* [ACTION ITEM]: I'd like every record given again exactly, please.

* [DATA FOR THIS EXERCISE]:
==================================================

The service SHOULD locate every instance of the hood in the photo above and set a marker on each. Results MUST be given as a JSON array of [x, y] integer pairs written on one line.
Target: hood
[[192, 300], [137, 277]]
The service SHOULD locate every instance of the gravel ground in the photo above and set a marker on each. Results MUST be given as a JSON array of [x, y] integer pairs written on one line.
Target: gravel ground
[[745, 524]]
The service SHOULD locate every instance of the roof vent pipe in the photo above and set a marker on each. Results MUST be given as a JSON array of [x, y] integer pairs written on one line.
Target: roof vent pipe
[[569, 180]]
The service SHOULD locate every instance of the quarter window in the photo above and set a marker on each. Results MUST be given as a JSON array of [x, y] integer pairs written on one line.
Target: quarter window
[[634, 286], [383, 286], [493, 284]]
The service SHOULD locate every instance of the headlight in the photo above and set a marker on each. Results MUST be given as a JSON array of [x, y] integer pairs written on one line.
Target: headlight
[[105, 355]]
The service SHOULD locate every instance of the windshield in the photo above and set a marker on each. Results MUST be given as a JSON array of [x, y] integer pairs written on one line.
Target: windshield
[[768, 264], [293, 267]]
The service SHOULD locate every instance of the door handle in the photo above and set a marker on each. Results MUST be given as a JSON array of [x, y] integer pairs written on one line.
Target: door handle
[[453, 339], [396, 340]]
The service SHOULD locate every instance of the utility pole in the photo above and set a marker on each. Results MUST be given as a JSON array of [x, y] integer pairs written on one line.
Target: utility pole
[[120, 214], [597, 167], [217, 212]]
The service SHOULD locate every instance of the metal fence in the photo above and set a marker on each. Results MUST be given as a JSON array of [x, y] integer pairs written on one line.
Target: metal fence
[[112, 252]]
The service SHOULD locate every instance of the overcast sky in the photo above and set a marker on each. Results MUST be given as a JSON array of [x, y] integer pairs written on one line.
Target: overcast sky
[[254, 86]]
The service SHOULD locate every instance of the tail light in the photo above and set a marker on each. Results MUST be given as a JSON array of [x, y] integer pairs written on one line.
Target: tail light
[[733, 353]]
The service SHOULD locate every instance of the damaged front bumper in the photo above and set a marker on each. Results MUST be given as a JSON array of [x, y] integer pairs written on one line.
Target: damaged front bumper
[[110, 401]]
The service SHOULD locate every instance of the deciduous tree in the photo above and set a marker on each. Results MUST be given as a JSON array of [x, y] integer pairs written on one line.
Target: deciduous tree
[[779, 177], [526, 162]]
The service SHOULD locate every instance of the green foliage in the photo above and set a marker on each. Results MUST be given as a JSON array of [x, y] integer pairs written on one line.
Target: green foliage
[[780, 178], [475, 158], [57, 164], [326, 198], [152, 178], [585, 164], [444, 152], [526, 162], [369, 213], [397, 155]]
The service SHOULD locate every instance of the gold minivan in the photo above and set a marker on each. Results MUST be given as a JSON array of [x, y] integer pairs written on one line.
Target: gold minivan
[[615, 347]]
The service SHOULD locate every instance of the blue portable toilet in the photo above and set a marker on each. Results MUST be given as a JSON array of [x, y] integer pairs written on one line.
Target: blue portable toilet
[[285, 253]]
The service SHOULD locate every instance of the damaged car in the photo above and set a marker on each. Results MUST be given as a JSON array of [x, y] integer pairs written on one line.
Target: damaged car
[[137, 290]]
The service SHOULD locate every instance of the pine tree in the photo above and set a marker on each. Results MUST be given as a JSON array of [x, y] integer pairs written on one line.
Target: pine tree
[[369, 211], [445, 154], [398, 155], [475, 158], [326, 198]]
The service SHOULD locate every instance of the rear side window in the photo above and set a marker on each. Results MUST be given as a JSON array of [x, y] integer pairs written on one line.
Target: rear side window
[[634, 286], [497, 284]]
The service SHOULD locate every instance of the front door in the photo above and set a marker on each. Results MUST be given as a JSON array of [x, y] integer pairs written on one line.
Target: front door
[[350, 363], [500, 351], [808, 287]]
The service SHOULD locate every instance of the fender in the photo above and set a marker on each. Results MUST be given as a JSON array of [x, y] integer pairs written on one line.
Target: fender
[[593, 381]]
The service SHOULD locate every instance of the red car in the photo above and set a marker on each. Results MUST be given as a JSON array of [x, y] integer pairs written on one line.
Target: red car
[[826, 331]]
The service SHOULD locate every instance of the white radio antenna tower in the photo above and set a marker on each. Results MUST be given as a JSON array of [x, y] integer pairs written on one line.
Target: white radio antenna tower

==================================================

* [OUTPUT FOR THIS EXERCISE]:
The service SHOULD locate every instance of the hood in the photo above and set a marker on each. Results MUST be given as a JSON array of [x, y] integer pairs written on one line.
Target: hood
[[192, 300], [137, 277]]
The service SHOULD locate every instance of the gravel ground in the photo above and set a marker on each. Results MUST be given as a JSON array of [x, y] integer pairs written on one line.
Target: gravel ground
[[745, 524]]
The service SHOULD locate every instance of the roof vent pipe in the photo above and set a marker on each. Results MUST be given as a JSON array of [x, y] integer pairs written on one line.
Target: roof vent pipe
[[569, 180]]
The service SHOULD locate every instance of the quarter window in the photo above and set a marker on each. Results MUST be given as a JSON array of [x, y] integer pairs written on one line.
Target: quarter window
[[634, 286], [383, 286], [493, 284]]
The service SHOULD locate every instance of the headlight in the photo above and set a marker on each. Results MUST be given as a JSON array of [x, y] integer pairs written on one line.
Target: headlight
[[105, 355]]
The service SHOULD locate every instance of the windshield in the photo above and set a marker on each. Results MUST be given as a JSON array of [x, y] integer pairs written on one line.
Target: windshield
[[768, 264], [293, 267]]
The service SHOULD locate every instance of the door handle in the photo above and set a marker on each. Results MUST be given as a JSON array of [x, y] integer pairs written on one line.
Target: door handle
[[453, 339], [396, 340]]
The service SHOULD locate every instance of the utility pole in the photo above and set a marker on each. Results MUST be given as a JSON array of [x, y] integer pairs written on one line.
Target: utility pole
[[120, 214], [597, 167], [217, 212]]
The service SHOULD locate every instance of the metal fence in the photo above and set a marker on each. Results MUST be given as a JSON array of [x, y] integer pairs written on one line.
Target: metal fence
[[112, 252]]
The service SHOULD locate every instance of the overcast sky in the photo above and set a marker on each. Results MUST be given as a JSON array of [x, y] integer pairs written on one line.
Target: overcast sky
[[254, 86]]
The service SHOULD locate every instance of the tail light in the photo above and set a marker on each. Results MUST be given as a JSON array of [x, y] integer pairs written on one line.
Target: tail light
[[733, 353]]
The service SHOULD locate every instance of the damaged front bumper in the photo above and set a marker on each. Results MUST be given as a JSON array of [x, y] integer pairs written on one line.
Target: damaged front bumper
[[110, 401]]
The service SHOULD locate every instance of the deciduous tree in the photo above and set a marker on each. Results MUST be given as a JSON array of [x, y] integer pairs written on one line.
Target: deciduous tree
[[779, 177], [526, 162]]
The service SHOULD locate every instance of the green foliage in the photo above and set a marker on each. Results MUST be given as a JSON array of [x, y] integer pairs written on one line.
Target: green foliage
[[780, 178], [475, 158], [57, 164], [326, 198], [152, 178], [585, 164], [444, 152], [526, 162], [369, 213], [397, 155]]
The service SHOULD locate every instance of the gold minivan in the photo above and set a marker on each. Results MUST be given as a JSON array of [x, y] integer pairs written on one line.
Target: gold minivan
[[615, 347]]
The service SHOULD locate every instance of the blue portable toilet in the photo above and set a marker on each. Results MUST be given as a JSON array of [x, y] integer pairs written on one line.
Target: blue portable toilet
[[285, 253]]
The service SHOULD locate every instance of the damaged car in the photo above and set a marker on each. Results MUST be given as a JSON array of [x, y] integer pairs written on one line.
Target: damaged car
[[137, 290]]
The service SHOULD locate every instance of the pine tree in the photo above and set a marker on each. Results MUST be given as a JSON array of [x, y] integer pairs written on one line.
Target: pine tree
[[369, 211], [445, 154], [398, 155], [475, 158], [326, 198]]
The service SHOULD locate every instance of the rear side window in the photo above and set a marker on each. Results MUST be given as a JSON array of [x, y] integer pairs written on one line.
Target: rear side window
[[634, 286], [497, 284]]
The service SHOULD locate every instance of the front door in the photo above and set a marker on each. Results MUST be given as a JSON array of [x, y] integer pairs written on one line.
Target: front door
[[350, 363], [500, 351], [808, 287]]
The service SHOULD locate every instance of the fender in the photo above and set a marker on each. Results MUST be given as a JSON array of [x, y] integer pairs written on one line.
Target: fender
[[593, 381]]
The service SHOULD locate every instance of the red car in the photo above and set a marker on each. Results MUST be given as a JSON array of [x, y] integer pairs written on one line.
Target: red car
[[826, 331]]
The service SHOULD locate every instance of the white radio antenna tower in the photo above and set a marker on each. Results MUST be given as a JSON array of [x, y] integer pairs written on one line.
Target: white radio antenna tower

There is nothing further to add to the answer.